Top of Excerpted text

The first thing he did was go out and buy me three hamburgers. Yummmmy! By then, I was steadier on my feet and my appetite was back. We had a few days of companionable fun together and then he left on another trip.
I found a day job Monday to Friday washing dishes at a cafe in the industrial district, and got back on carhopping at Town and Country at night. I found a 14-foot travel trailer with lights and plumbing, for rent in an alley just a block from my day job. The cook there, Mrs. Fields, taught me several of the culinary secrets that have helped to make me the prize-winning cook and baker I am now.
Lots of time passed. One day a cab driver asked me if I’d heard about Statch and his friend. They had been killed in a car wreck on a mountain road in Colorado a few days after I’d last seen him.
Thus ends the Statch story. What is notable about it for me is that I literally had not thought about Statch for years. I took on guilt for his death. In retrospect, that is absurd. As my mind worked at the time, it makes sense.
It hurt to think about him, so I quit thinking about him. When I started writing this story, I couldn’t recall his real name. It came to me as I wrote, as did several details that had been “don’t recall” passages in my first draft. Now Statch’s voice and smile, and the way he threw his head back to get the hair out of his eyes, are vivid in my memory. I have no reason to forget him again. He lives in my heart.
Comments (12)
That’s sad about Stach but, so nice that you got to know him and nice for him that he got to know you.
funny, i knew a guy here in kansas w/the name larry crissman, too. spelling might have been a little different, it’s been a while but…odd… must be a kansas name, eh?
now i have to go and catch up from yesterday’s writings….
That really warmed my heart. Not the whole you having to pimp yourself out and not being able to get Marie back, but the fact that you can reclaim that peice of your heart and past. I think that has just got to be an amazing feeling.
I’ve read this a couple of times, and will respond in a private letter to the next course of action for the story …

Of YOUR life.
Thank you for bringing the story back. There is a lot of tragedy in this story, besides the one about Statch. I commend you for being such a wonderfully strong woman. A Survivor.
And for Statch, no matter what he was or what he did, he had a good heart and took care of you when he could. For that, he will live on in your heart, and he will be someone that I will remember, too.
…
…so many of us here are Survivors…and remarkably will still have things to offer and give to other ppl and are **doing** that each in our own special ways…thank-you. Again…ketchup soup reminded me of weeks that my mom and I lived on macaroni and tomato soup…a couple of lifetimes ago now…
WOW-ed!

Bottom of Excerpted text
Top of Information given

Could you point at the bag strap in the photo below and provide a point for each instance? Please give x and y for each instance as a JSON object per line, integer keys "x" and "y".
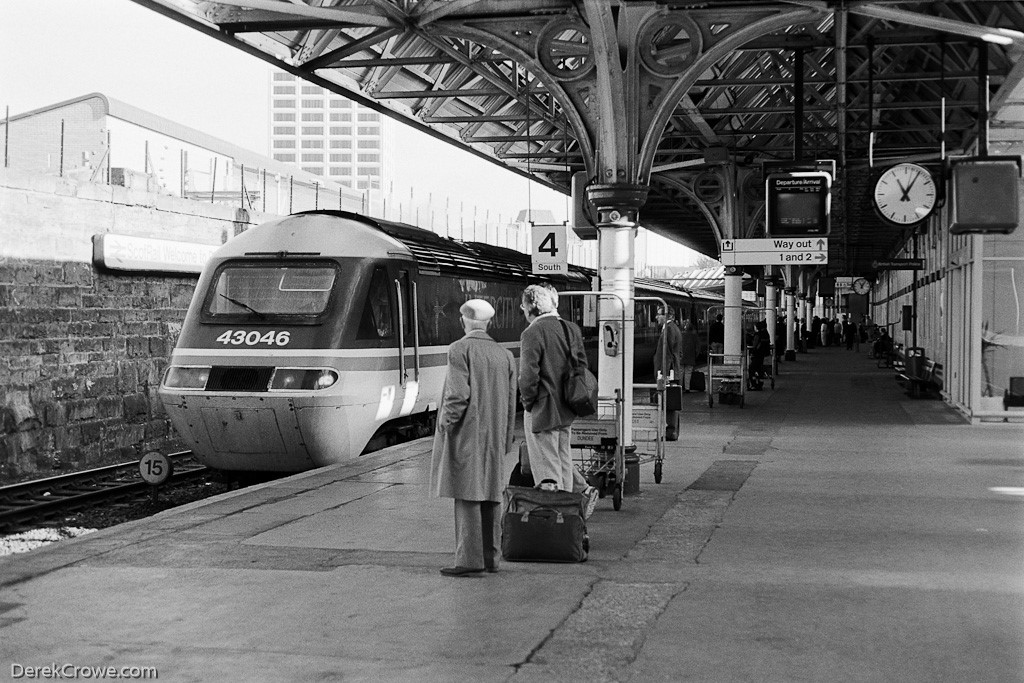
{"x": 568, "y": 342}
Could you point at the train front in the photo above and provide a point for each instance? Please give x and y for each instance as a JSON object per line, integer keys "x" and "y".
{"x": 264, "y": 376}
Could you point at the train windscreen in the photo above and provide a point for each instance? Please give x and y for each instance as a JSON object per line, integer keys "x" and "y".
{"x": 265, "y": 290}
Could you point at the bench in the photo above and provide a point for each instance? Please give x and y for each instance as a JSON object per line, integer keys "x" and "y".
{"x": 925, "y": 376}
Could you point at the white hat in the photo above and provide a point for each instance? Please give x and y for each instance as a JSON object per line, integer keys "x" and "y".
{"x": 477, "y": 309}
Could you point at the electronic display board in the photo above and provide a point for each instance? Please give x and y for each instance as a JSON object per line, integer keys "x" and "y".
{"x": 798, "y": 204}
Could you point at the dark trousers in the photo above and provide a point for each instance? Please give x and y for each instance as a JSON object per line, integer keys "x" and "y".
{"x": 477, "y": 532}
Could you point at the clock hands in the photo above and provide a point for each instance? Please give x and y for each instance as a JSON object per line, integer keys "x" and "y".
{"x": 905, "y": 197}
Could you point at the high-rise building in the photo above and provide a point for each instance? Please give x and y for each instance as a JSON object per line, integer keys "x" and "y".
{"x": 329, "y": 135}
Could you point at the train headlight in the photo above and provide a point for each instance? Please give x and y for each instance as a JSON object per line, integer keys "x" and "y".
{"x": 181, "y": 377}
{"x": 295, "y": 379}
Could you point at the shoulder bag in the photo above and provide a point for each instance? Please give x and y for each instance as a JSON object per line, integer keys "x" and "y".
{"x": 580, "y": 385}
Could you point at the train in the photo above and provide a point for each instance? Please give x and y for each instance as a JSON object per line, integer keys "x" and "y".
{"x": 321, "y": 336}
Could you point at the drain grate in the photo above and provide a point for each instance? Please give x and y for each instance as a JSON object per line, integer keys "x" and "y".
{"x": 724, "y": 475}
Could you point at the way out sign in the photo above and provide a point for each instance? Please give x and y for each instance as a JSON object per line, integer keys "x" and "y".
{"x": 549, "y": 250}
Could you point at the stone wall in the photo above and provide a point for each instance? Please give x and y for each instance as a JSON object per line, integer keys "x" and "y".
{"x": 82, "y": 351}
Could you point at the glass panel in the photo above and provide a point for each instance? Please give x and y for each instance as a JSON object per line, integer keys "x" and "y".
{"x": 261, "y": 291}
{"x": 1001, "y": 326}
{"x": 376, "y": 321}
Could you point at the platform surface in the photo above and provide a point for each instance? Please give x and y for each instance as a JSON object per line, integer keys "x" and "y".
{"x": 832, "y": 529}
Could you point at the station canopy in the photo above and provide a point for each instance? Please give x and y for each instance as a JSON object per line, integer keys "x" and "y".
{"x": 865, "y": 84}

Bottom of Information given

**Brief**
In the excerpted text, who taught the writer several culinary secrets?

**Exercise output**
Mrs. Fields, the cook at the cafe where the writer washed dishes.